Saved entries:
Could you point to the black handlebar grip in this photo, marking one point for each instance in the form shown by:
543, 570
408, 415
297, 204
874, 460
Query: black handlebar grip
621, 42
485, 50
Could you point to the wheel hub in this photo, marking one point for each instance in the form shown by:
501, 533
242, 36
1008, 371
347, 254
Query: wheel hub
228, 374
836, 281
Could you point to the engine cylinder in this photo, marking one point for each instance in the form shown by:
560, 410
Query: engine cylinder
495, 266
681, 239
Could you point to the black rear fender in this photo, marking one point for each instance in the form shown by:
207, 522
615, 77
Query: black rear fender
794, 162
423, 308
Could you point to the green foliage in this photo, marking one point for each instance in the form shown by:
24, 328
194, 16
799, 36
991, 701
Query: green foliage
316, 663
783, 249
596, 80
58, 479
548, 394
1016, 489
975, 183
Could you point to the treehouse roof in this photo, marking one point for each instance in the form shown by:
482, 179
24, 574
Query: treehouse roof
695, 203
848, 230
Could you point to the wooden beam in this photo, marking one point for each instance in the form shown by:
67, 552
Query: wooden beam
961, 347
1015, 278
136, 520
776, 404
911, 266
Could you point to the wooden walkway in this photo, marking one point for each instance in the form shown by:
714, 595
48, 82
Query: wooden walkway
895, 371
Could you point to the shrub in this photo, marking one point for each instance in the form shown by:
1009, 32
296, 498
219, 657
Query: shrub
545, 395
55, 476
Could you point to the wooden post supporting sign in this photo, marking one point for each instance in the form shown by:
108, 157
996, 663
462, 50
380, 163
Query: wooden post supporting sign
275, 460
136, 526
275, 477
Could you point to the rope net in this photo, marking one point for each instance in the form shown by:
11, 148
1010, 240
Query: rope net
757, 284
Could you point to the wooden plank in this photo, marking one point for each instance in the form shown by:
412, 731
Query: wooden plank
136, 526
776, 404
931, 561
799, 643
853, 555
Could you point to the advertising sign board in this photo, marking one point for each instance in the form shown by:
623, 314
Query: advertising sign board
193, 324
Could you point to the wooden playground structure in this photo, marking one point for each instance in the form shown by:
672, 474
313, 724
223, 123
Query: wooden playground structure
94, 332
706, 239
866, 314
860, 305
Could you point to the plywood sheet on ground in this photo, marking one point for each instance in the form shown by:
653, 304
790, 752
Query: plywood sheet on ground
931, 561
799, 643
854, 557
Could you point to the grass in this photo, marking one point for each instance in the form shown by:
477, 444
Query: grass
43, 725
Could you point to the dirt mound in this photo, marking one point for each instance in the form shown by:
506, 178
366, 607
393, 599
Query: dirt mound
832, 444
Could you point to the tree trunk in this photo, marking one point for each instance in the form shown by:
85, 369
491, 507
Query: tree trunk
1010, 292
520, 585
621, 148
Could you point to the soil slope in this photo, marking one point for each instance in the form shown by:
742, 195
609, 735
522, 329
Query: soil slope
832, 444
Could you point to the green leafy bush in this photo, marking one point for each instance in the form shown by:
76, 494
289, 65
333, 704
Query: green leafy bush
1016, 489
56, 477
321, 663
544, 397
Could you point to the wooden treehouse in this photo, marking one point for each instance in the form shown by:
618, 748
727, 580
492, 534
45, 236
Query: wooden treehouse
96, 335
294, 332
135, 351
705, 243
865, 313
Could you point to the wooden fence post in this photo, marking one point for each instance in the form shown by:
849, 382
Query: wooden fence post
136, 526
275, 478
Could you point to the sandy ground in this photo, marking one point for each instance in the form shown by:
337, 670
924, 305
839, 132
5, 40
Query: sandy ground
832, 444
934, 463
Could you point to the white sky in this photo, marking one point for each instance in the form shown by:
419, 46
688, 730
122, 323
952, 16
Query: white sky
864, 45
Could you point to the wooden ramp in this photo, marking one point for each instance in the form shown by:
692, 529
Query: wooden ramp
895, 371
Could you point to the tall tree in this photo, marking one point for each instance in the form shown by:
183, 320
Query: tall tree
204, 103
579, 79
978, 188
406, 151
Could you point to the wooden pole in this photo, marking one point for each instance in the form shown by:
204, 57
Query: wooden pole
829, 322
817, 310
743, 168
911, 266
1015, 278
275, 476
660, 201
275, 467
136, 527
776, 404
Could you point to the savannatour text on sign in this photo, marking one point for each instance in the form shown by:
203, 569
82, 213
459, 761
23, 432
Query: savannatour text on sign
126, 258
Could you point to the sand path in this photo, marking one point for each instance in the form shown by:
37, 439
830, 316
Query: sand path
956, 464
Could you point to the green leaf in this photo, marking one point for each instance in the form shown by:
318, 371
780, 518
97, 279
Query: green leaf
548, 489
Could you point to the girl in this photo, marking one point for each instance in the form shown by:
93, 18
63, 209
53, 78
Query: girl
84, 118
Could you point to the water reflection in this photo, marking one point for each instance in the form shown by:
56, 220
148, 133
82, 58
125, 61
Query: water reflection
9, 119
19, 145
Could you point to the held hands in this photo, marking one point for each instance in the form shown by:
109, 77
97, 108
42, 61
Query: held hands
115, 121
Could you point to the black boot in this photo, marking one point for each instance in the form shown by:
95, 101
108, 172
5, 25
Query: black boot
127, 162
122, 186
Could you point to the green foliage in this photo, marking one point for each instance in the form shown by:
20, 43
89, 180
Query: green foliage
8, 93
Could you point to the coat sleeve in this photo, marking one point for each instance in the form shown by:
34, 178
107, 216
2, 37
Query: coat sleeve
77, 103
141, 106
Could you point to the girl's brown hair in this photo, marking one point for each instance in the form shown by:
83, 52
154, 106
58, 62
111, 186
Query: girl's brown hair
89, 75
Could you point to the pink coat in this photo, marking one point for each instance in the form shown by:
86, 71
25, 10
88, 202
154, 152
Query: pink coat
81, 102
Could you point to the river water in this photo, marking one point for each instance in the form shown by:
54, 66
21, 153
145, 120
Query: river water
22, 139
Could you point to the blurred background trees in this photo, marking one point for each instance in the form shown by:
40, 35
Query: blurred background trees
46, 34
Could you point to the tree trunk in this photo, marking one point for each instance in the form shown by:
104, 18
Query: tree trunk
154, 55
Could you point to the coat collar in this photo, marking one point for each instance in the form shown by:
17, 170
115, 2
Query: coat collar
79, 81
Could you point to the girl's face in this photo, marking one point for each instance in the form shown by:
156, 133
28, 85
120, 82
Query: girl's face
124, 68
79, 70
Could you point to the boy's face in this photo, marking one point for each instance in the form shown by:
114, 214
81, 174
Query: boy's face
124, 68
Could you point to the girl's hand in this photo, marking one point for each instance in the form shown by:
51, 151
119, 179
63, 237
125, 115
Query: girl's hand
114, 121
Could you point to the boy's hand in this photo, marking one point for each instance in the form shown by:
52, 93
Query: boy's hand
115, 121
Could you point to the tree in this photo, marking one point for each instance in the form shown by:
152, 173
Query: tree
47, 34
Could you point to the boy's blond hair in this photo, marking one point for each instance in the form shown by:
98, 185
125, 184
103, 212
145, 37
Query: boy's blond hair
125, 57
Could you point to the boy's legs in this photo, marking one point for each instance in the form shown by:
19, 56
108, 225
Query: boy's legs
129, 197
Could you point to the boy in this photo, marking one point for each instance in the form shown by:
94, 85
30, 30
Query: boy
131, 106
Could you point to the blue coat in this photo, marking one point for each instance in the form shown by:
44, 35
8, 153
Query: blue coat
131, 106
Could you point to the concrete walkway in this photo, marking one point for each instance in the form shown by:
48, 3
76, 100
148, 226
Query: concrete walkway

▸ INSTRUCTIONS FOR THE TASK
Using the records given above, list every line that includes the word "concrete".

▸ SOLUTION TO THE EXERCISE
Could you point to the concrete walkway in this photo, marking one point for each instance in the form shown by:
Query: concrete walkway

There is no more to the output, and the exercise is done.